Lay out the part below that opens with the line containing "QA review pass — verify and re-annotate every man" and closes with the line containing "545, 55, 640, 93" as a two-column CSV with the headers item_text and answer, one row per item. Put each item's text and its full answer in a single quoted field apiece, with any line breaks turned into spaces.

--- Records shown ---

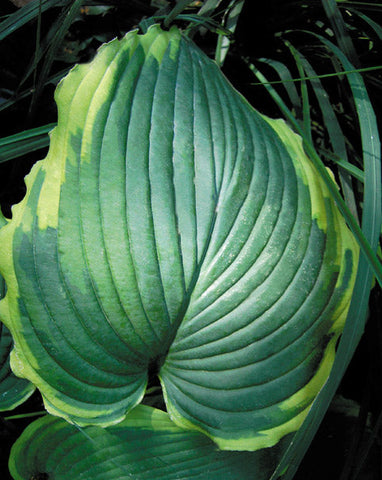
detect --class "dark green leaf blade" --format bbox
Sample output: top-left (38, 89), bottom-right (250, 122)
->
top-left (9, 406), bottom-right (288, 480)
top-left (0, 211), bottom-right (35, 411)
top-left (0, 25), bottom-right (358, 450)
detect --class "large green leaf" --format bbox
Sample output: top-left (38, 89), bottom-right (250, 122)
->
top-left (0, 25), bottom-right (358, 450)
top-left (0, 210), bottom-right (34, 411)
top-left (9, 405), bottom-right (290, 480)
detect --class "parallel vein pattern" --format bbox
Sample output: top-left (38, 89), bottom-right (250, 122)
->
top-left (0, 26), bottom-right (357, 450)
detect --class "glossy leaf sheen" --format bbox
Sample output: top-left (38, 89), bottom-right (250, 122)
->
top-left (0, 211), bottom-right (34, 411)
top-left (9, 405), bottom-right (290, 480)
top-left (0, 26), bottom-right (358, 450)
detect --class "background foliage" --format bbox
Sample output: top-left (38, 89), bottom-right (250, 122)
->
top-left (0, 0), bottom-right (382, 480)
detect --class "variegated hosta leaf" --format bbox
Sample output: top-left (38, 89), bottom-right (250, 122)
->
top-left (0, 210), bottom-right (34, 411)
top-left (0, 26), bottom-right (357, 450)
top-left (9, 405), bottom-right (288, 480)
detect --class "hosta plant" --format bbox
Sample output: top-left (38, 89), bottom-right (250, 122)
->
top-left (0, 25), bottom-right (358, 479)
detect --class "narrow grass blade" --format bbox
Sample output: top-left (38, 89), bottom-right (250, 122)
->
top-left (249, 64), bottom-right (382, 285)
top-left (259, 58), bottom-right (302, 116)
top-left (284, 40), bottom-right (312, 143)
top-left (0, 123), bottom-right (55, 163)
top-left (322, 0), bottom-right (359, 66)
top-left (31, 0), bottom-right (84, 108)
top-left (252, 31), bottom-right (382, 480)
top-left (164, 0), bottom-right (193, 27)
top-left (0, 0), bottom-right (62, 41)
top-left (215, 0), bottom-right (244, 66)
top-left (349, 5), bottom-right (382, 40)
top-left (288, 42), bottom-right (358, 219)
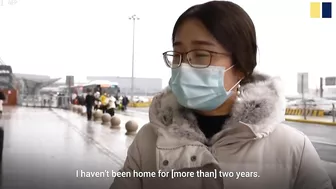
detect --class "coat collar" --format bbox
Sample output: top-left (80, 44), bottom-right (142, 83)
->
top-left (149, 73), bottom-right (286, 143)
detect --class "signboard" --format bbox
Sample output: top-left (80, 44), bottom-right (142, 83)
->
top-left (65, 75), bottom-right (75, 87)
top-left (297, 73), bottom-right (309, 94)
top-left (324, 77), bottom-right (336, 86)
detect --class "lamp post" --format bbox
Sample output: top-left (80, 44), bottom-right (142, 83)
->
top-left (129, 14), bottom-right (140, 102)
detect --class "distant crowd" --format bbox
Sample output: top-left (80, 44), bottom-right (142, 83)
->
top-left (71, 90), bottom-right (129, 120)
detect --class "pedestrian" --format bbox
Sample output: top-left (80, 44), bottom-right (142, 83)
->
top-left (111, 1), bottom-right (333, 189)
top-left (85, 89), bottom-right (96, 121)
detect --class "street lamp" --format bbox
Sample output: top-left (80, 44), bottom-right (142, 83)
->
top-left (129, 14), bottom-right (140, 102)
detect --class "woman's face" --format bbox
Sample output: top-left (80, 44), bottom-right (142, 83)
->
top-left (173, 19), bottom-right (241, 90)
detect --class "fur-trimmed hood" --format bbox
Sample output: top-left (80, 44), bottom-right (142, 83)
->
top-left (149, 73), bottom-right (286, 143)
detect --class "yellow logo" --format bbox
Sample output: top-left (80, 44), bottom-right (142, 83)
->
top-left (310, 2), bottom-right (332, 18)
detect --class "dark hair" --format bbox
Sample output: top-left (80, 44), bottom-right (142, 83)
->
top-left (172, 1), bottom-right (258, 81)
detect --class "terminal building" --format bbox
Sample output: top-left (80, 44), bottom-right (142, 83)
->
top-left (86, 76), bottom-right (162, 96)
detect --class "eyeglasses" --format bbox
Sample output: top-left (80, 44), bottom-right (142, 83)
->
top-left (163, 50), bottom-right (229, 69)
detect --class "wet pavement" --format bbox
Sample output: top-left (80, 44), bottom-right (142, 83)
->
top-left (1, 108), bottom-right (126, 189)
top-left (0, 107), bottom-right (336, 189)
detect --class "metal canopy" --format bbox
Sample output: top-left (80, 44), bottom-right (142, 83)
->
top-left (19, 78), bottom-right (61, 94)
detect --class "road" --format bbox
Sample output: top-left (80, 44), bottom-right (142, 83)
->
top-left (124, 108), bottom-right (336, 163)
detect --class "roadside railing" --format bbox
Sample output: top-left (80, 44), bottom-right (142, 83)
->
top-left (285, 103), bottom-right (336, 123)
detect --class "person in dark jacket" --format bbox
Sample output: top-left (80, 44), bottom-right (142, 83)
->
top-left (85, 89), bottom-right (95, 121)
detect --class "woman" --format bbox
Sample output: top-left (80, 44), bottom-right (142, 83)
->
top-left (111, 1), bottom-right (332, 189)
top-left (106, 96), bottom-right (116, 116)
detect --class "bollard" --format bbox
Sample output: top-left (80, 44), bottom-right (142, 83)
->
top-left (0, 127), bottom-right (5, 165)
top-left (332, 103), bottom-right (335, 123)
top-left (102, 113), bottom-right (111, 126)
top-left (125, 120), bottom-right (138, 135)
top-left (111, 116), bottom-right (121, 129)
top-left (93, 110), bottom-right (103, 121)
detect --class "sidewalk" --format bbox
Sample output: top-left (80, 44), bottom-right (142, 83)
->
top-left (0, 107), bottom-right (121, 189)
top-left (53, 109), bottom-right (148, 163)
top-left (286, 115), bottom-right (336, 126)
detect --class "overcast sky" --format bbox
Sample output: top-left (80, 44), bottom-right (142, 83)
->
top-left (0, 0), bottom-right (336, 94)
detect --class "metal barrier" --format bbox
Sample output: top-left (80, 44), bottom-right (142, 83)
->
top-left (285, 103), bottom-right (336, 122)
top-left (19, 95), bottom-right (70, 109)
top-left (286, 108), bottom-right (324, 117)
top-left (128, 102), bottom-right (151, 108)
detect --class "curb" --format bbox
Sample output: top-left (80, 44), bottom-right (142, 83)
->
top-left (286, 118), bottom-right (336, 126)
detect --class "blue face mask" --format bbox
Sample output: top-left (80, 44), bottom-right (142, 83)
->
top-left (169, 63), bottom-right (240, 111)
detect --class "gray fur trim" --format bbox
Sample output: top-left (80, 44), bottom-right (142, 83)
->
top-left (149, 73), bottom-right (286, 143)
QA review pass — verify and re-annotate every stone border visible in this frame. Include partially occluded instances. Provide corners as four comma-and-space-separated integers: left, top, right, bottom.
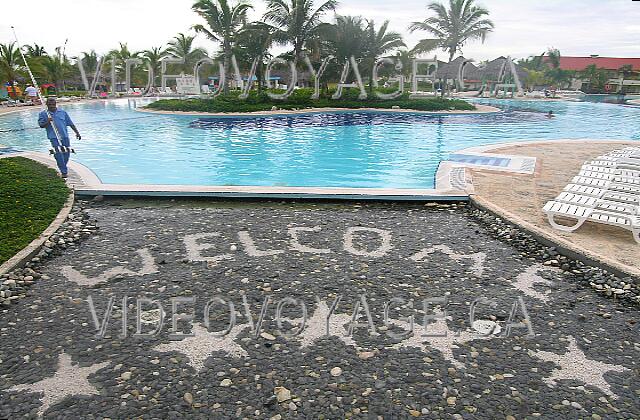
0, 190, 75, 276
469, 195, 640, 285
135, 104, 502, 118
464, 139, 640, 285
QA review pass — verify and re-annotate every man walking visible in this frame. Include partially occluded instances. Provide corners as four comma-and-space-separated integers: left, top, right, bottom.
38, 98, 82, 178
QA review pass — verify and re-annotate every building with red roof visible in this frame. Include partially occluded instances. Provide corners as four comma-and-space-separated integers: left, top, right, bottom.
560, 55, 640, 72
545, 55, 640, 93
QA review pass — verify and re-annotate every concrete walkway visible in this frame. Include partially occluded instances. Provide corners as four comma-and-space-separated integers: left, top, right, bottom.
472, 140, 640, 276
0, 200, 640, 420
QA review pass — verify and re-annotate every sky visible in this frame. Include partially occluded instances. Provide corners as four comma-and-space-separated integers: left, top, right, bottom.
0, 0, 640, 60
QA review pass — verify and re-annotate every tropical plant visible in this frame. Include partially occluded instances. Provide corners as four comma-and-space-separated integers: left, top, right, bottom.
618, 64, 633, 93
191, 0, 253, 93
140, 47, 167, 86
366, 20, 406, 91
233, 22, 274, 92
581, 64, 609, 93
167, 33, 207, 73
0, 42, 24, 92
396, 49, 415, 79
323, 15, 367, 62
263, 0, 338, 63
24, 44, 47, 57
106, 42, 140, 79
409, 0, 494, 61
82, 50, 98, 74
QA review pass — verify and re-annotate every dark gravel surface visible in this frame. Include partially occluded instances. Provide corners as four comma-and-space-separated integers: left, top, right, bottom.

---

Exercise output:
item_text,answer
"QA review pass — verify and re-annotate every man walking visible in this frame. Include partially occluded instances. Provide corners as four comma-and-space-separated integers: left, top, right, bottom.","38, 98, 82, 178"
"QA review pass — verify and re-annotate every building with red roof visible in this frame. Include partially occluded instances. Provide corners as four comma-and-space-separated integers: left, top, right, bottom.","560, 55, 640, 72 545, 55, 640, 93"